Problem to solve:
Answer these questions from the shared lottery ticket passage:
(a) Of which journal is the law student named at the start the Senior Managing Editor?
(b) What two names did the friends write in the ticket's name section?
(c) Why does the store refuse to pay the prize to Zoe?

Passage shown:
* * * *

Nathan Tyler Estock (firstname.lastname@example.org) is a J.D. candidate at the George Washington University Law School and Senior Managing Editor of the Public Contract Law Journal. He would like to thank Mark Nackman for his support and feedback.
Two friends walk through the local shopping mall and notice a store advertising a promotional lottery game with a $1 million grand prize. Feeling lucky, the pair decides to enter the raffle. They fill out a single lottery ticket with required personal information, writing “Zoe Jenkins and Sharon Berger” in the name section. A few weeks later, Zoe reads in the newspaper that she won the lottery and immediately attempts to call Sharon. Despite considerable effort, Zoe cannot reach her. Surprisingly, Zoe learns that Sharon recently fell in love while traveling abroad and never plans on returning home. Without any conceivable way of contacting Sharon, Zoe decides to accept the award for herself. Excited about her new wealth, Zoe visits the store to receive her $1 million prize. However, the store rescinds the award because the lottery ticket includes both Zoe’s and Sharon’s names — the store refuses to award the winnings to Zoe because she lost contact with Sharon.

* * * *

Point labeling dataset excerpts
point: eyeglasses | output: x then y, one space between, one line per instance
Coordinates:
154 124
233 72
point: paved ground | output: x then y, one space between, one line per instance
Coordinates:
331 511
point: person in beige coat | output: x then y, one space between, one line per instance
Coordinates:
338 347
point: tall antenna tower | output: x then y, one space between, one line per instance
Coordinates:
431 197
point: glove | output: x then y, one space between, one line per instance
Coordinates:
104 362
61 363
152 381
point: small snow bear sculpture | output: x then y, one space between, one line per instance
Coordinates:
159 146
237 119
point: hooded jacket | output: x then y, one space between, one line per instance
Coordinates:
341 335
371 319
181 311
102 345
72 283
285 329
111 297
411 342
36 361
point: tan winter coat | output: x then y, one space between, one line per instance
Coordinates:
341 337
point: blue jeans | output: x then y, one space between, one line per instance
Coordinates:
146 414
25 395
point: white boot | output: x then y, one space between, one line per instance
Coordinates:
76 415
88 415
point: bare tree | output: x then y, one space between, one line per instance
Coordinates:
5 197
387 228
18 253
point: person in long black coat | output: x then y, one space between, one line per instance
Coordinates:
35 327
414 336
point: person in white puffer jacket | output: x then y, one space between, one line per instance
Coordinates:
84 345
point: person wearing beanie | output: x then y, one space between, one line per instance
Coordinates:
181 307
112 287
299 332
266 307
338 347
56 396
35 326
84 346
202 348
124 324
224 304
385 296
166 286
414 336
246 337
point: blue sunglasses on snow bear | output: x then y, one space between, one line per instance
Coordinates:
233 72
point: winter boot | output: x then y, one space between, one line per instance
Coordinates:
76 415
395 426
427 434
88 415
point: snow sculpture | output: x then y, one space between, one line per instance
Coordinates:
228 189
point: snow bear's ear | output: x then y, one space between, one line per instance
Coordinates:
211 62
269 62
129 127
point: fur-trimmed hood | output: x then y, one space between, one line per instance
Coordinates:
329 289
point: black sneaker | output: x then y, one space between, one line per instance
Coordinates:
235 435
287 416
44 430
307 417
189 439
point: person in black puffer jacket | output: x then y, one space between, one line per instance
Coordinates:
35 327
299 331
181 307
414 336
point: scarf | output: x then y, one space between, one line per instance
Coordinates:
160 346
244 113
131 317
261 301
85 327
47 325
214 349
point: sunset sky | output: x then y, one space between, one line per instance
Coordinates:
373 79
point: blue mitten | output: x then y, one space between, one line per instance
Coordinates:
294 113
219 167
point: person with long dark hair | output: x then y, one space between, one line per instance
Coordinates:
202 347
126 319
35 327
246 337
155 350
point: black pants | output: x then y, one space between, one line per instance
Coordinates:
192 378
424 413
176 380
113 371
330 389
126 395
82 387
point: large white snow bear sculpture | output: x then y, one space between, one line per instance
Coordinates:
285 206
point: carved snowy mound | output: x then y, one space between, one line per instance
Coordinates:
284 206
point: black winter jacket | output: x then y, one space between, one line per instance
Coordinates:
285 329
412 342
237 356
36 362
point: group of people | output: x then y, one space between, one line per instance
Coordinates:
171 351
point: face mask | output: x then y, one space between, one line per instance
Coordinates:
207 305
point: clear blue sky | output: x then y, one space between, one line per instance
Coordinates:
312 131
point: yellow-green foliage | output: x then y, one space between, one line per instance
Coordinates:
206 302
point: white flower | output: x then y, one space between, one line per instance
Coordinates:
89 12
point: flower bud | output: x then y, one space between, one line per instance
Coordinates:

* * * *

Output for this exercise:
(a) The Public Contract Law Journal.
(b) "Zoe Jenkins and Sharon Berger."
(c) The ticket includes both Zoe's and Sharon's names, and Zoe lost contact with Sharon.